### [The task]
Pull out every line in the data that has the string "pole" in it.

### [Dataset content]
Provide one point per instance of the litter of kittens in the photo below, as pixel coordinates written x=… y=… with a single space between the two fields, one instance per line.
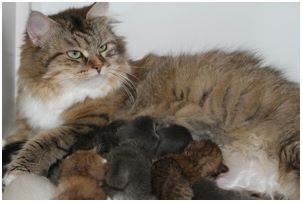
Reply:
x=141 y=159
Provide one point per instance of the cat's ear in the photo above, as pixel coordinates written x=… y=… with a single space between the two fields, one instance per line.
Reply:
x=98 y=9
x=40 y=28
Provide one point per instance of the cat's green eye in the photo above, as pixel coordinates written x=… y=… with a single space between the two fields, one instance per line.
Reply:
x=74 y=54
x=102 y=48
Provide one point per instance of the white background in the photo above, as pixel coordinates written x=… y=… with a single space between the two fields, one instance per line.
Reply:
x=269 y=29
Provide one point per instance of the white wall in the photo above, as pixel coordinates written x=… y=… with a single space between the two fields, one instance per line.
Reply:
x=270 y=29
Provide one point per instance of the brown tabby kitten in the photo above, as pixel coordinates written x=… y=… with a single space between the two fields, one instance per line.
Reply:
x=173 y=175
x=81 y=177
x=251 y=111
x=73 y=76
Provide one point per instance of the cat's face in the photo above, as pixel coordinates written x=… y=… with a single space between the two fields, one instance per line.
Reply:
x=78 y=47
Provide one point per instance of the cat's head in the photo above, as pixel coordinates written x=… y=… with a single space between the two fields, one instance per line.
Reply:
x=76 y=46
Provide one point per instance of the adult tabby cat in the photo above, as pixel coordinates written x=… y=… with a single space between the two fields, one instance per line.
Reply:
x=71 y=78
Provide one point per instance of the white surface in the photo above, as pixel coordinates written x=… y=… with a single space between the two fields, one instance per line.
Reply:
x=29 y=187
x=270 y=29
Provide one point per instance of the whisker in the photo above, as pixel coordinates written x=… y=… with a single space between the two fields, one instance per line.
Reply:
x=129 y=81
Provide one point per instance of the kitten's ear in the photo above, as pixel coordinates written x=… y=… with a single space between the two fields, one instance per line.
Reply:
x=98 y=9
x=40 y=28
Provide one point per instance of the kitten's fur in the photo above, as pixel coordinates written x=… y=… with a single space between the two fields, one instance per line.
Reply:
x=140 y=142
x=252 y=112
x=81 y=176
x=173 y=175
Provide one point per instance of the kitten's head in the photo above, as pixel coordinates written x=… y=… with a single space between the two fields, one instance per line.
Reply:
x=76 y=46
x=201 y=159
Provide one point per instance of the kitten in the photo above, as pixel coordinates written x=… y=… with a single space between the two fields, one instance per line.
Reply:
x=81 y=176
x=141 y=141
x=173 y=175
x=249 y=109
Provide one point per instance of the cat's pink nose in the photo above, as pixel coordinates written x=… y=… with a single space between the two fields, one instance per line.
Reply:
x=98 y=68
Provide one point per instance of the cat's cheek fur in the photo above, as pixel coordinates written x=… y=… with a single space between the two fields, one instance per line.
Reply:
x=46 y=114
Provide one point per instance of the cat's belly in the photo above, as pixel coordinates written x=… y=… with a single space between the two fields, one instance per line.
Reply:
x=46 y=114
x=250 y=171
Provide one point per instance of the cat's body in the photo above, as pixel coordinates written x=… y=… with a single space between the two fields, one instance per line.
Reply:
x=250 y=111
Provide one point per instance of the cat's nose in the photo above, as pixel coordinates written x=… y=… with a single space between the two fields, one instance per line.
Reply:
x=96 y=64
x=97 y=67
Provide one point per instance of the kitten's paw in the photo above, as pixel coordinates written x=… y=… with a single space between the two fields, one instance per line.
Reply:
x=9 y=177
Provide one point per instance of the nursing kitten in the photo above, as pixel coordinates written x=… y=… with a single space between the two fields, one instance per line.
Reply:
x=73 y=76
x=173 y=175
x=141 y=141
x=251 y=111
x=81 y=176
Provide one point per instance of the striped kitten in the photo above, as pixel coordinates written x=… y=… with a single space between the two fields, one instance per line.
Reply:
x=250 y=111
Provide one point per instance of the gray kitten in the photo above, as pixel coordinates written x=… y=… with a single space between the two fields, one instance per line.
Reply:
x=140 y=142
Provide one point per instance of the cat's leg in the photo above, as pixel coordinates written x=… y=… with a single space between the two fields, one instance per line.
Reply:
x=290 y=152
x=289 y=167
x=20 y=134
x=43 y=150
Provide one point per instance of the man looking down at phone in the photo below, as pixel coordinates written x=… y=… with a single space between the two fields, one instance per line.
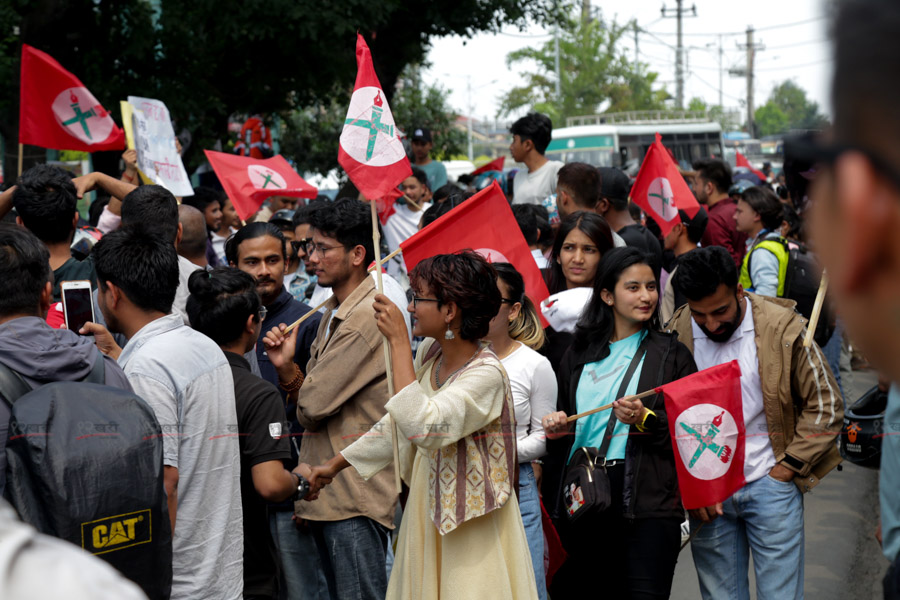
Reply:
x=28 y=346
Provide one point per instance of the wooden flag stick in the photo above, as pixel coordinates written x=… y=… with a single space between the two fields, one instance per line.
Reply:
x=388 y=363
x=608 y=406
x=411 y=201
x=322 y=305
x=817 y=311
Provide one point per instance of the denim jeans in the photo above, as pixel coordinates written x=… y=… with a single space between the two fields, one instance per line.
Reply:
x=764 y=517
x=353 y=554
x=303 y=574
x=530 y=507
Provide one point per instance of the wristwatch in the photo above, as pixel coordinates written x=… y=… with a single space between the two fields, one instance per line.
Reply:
x=302 y=487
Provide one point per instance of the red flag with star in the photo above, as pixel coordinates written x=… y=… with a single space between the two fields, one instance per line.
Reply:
x=370 y=151
x=485 y=224
x=660 y=190
x=57 y=111
x=249 y=181
x=706 y=423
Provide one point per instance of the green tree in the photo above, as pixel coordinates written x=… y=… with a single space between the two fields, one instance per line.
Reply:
x=788 y=108
x=209 y=59
x=595 y=74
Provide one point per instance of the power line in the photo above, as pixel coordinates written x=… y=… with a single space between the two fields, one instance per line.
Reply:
x=803 y=66
x=728 y=33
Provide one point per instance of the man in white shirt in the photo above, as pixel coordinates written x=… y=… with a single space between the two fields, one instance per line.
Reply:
x=531 y=136
x=792 y=411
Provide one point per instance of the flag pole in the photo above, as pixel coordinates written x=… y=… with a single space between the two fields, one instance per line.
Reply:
x=388 y=363
x=817 y=311
x=322 y=305
x=608 y=406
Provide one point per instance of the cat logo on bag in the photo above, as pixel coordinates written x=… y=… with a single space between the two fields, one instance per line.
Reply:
x=116 y=533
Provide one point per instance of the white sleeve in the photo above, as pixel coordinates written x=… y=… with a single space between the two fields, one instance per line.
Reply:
x=542 y=402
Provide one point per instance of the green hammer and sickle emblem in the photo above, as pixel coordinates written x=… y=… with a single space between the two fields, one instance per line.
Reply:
x=81 y=117
x=374 y=126
x=268 y=180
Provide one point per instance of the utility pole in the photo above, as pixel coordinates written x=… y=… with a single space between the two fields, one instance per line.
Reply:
x=751 y=49
x=556 y=61
x=679 y=12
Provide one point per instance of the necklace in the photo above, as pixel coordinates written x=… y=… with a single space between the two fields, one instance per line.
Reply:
x=437 y=383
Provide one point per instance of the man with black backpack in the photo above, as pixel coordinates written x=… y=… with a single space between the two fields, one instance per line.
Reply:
x=85 y=458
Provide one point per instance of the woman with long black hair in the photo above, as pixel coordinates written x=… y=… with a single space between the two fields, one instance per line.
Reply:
x=628 y=550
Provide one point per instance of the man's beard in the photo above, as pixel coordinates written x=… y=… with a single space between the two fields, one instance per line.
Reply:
x=727 y=329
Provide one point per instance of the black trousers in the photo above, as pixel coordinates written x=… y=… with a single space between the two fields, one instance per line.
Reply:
x=615 y=557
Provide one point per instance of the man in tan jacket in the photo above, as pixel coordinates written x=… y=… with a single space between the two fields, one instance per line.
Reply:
x=342 y=397
x=792 y=412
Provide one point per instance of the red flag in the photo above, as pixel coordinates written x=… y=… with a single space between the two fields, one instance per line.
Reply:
x=706 y=423
x=249 y=181
x=741 y=161
x=484 y=223
x=370 y=151
x=57 y=111
x=494 y=165
x=661 y=190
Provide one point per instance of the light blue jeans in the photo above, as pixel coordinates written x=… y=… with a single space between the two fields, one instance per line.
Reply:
x=530 y=507
x=303 y=574
x=764 y=517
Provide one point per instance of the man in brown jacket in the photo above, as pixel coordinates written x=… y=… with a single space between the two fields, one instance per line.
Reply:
x=342 y=397
x=792 y=412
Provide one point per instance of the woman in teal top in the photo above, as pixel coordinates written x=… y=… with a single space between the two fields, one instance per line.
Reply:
x=628 y=550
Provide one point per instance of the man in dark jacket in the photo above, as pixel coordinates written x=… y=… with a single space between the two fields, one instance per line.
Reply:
x=28 y=345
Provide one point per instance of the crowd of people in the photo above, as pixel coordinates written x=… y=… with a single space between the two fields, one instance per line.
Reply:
x=259 y=347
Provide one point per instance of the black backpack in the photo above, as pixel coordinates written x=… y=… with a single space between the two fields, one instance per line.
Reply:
x=85 y=464
x=801 y=284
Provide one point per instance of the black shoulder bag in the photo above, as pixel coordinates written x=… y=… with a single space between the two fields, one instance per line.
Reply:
x=586 y=483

### [Problem solution]
Provide one point per instance of the flag pole in the photo above, as pixel coordinates written x=… y=… with a single space between the two fields, one instance per line.
Provide one point per instance of the utility pole in the photo above, as pixel coordinates written x=… y=… with a single space between the two fields, one instance per line.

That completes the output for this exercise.